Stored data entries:

☆ ☆ ☆

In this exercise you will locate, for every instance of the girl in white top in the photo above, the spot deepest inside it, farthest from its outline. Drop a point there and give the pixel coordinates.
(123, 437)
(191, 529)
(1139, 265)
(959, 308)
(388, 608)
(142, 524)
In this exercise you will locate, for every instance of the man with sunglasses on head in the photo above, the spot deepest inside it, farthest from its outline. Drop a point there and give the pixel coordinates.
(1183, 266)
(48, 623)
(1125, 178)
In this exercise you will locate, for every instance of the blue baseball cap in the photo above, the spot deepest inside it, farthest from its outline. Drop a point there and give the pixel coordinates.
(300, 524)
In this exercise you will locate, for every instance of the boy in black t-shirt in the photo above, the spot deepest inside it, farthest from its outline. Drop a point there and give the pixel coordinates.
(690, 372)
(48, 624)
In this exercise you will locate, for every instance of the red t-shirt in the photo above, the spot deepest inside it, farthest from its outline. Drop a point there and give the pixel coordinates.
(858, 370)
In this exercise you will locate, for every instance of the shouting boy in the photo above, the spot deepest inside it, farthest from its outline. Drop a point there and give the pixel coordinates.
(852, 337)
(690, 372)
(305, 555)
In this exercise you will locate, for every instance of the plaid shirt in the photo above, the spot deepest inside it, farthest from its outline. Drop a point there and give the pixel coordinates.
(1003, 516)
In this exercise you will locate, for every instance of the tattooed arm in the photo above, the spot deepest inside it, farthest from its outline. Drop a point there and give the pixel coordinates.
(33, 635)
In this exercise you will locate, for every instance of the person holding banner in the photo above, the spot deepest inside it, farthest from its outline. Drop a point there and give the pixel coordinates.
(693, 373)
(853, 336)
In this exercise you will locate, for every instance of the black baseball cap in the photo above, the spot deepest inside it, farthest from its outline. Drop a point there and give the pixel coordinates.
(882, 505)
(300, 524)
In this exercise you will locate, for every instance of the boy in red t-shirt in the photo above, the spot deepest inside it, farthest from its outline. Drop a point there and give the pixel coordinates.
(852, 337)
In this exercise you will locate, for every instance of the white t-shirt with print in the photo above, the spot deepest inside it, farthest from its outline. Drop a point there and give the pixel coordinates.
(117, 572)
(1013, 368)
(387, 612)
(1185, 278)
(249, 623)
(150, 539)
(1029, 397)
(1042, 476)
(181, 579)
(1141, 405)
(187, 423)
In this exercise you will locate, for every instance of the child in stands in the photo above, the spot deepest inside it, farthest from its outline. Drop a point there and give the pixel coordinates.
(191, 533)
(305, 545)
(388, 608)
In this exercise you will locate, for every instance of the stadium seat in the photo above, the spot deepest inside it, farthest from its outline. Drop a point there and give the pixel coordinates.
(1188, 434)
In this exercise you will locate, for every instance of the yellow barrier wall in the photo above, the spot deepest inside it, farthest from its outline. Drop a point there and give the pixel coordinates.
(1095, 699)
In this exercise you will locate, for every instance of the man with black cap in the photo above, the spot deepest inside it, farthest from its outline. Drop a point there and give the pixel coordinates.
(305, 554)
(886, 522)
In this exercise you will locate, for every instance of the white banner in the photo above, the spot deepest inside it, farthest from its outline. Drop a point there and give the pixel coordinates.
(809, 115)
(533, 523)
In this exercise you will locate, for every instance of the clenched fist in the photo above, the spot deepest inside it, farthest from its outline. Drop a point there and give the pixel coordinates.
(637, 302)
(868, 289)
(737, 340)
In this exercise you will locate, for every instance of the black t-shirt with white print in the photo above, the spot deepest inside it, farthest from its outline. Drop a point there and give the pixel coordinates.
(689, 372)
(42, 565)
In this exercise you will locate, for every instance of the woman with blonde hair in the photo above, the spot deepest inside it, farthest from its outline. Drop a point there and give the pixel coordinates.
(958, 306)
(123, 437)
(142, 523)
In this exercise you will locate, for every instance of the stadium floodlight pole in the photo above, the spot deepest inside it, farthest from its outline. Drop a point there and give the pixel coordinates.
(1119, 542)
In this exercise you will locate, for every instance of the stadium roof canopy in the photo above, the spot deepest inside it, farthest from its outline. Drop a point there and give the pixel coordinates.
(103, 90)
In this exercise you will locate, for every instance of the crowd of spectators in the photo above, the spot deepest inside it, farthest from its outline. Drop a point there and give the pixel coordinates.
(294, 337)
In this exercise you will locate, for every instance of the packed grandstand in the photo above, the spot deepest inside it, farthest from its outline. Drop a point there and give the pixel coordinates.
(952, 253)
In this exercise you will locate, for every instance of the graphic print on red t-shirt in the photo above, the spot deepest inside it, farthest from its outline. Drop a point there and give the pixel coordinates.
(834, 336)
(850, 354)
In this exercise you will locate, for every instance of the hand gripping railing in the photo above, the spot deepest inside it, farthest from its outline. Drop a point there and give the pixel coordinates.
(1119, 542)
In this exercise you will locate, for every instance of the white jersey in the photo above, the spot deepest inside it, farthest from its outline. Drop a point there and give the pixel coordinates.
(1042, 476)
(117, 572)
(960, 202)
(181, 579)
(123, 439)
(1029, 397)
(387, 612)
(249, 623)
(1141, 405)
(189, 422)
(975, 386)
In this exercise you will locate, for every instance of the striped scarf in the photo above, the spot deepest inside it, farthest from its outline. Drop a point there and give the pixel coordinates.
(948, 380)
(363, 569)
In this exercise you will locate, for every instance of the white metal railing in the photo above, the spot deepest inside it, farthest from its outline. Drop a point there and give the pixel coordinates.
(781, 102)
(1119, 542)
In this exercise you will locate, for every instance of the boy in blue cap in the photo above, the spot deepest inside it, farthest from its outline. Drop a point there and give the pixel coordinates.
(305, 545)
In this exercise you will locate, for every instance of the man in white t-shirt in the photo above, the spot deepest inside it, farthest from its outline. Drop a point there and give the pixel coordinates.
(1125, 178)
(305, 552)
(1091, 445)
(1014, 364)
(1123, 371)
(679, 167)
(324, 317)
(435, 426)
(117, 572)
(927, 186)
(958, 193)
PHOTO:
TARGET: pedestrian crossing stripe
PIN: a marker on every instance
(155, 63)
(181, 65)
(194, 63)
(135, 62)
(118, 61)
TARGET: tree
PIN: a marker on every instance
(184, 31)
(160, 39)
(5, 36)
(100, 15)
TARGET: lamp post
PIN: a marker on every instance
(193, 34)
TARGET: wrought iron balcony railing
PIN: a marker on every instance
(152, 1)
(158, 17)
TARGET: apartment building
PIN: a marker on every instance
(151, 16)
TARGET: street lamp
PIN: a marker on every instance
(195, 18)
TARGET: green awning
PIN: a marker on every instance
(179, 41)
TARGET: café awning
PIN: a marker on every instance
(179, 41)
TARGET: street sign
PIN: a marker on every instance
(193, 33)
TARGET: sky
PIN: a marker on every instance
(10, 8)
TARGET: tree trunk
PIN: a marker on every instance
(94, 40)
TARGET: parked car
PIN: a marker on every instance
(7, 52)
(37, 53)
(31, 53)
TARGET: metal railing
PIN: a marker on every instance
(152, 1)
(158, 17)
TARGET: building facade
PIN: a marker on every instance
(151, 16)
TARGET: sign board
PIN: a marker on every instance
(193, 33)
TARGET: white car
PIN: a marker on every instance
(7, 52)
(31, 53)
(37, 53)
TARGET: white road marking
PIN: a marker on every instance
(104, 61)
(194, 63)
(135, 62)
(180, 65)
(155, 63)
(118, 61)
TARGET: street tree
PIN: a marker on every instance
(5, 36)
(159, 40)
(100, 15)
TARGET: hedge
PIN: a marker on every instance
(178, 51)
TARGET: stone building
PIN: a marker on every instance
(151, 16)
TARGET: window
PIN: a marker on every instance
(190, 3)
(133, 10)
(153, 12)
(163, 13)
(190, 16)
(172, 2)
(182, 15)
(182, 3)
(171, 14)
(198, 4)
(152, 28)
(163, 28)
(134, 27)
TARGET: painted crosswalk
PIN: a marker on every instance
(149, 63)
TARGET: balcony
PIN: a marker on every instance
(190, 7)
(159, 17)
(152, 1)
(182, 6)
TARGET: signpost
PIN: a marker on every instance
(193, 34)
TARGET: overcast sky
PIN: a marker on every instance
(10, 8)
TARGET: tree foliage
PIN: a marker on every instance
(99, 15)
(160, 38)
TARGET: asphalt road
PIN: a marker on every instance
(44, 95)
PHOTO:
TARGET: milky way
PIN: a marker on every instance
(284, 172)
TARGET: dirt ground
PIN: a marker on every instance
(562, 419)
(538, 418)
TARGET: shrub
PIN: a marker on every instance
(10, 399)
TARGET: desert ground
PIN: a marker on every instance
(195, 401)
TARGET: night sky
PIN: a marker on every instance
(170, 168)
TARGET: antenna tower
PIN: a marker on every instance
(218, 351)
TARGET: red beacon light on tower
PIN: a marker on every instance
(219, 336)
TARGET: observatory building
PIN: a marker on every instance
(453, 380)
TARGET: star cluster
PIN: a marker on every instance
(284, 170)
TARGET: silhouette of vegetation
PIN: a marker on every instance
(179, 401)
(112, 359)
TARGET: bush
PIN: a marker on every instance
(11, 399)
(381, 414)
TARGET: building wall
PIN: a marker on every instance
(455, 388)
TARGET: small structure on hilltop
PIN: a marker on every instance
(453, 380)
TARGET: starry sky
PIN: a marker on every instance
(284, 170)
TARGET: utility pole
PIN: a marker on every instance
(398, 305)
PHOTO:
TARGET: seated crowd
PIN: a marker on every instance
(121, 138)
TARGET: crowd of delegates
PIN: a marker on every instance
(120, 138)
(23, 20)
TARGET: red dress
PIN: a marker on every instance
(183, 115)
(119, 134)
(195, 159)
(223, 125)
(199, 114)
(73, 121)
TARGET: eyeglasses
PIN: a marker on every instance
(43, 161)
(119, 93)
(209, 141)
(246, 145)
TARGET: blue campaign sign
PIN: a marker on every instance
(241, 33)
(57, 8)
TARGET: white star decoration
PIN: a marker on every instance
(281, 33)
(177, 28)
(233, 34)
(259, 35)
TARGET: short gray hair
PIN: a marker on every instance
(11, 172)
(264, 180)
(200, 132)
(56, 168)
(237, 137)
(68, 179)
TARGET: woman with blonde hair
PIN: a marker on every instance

☆ ☆ ☆

Gather each line in these records that contains the string "tower".

TARGET: antenna tower
TARGET: red beacon light on tower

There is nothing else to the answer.